AIM → Render as a numbered list only the part of the rows below that opens with the line containing "of the silver" and closes with the line containing "Target: side window", both lines included. Leave out any blank lines.

(Items taken from a data source)

-- START --

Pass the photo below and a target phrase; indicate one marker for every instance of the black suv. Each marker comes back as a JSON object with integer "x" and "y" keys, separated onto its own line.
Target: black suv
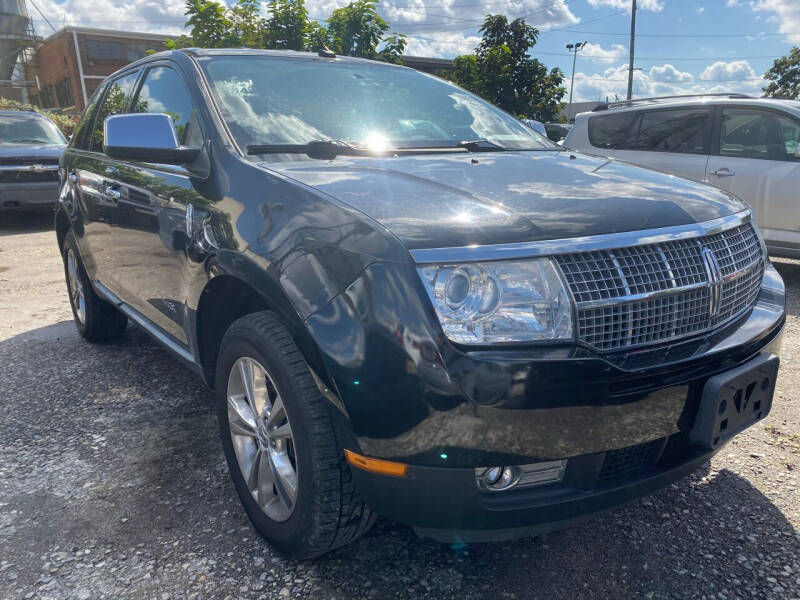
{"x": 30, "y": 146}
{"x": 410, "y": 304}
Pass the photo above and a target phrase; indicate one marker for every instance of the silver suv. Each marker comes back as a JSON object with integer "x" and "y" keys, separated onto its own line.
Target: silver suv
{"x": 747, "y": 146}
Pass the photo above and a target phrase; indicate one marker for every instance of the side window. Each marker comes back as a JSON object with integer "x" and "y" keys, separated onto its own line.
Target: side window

-- END --
-- START --

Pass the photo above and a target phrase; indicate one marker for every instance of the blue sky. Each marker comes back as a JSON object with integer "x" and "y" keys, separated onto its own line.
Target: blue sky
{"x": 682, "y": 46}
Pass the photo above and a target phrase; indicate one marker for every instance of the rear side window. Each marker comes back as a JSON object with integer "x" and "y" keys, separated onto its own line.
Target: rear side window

-- END --

OUTPUT OF THE TASK →
1. Pass the photo above and a target phrase; indicate one marker for every instance of the silver suv. Each marker comes back as a JSON object with integer "x" and "y" keys, separated onto its own line.
2. Target: silver suv
3. {"x": 747, "y": 146}
4. Pass the photo above and a target phrase; indicate one marker for every instance of the side window. Each marker comes back as a JSON object with integer "x" and "y" keys, separated onto its own line.
5. Target: side window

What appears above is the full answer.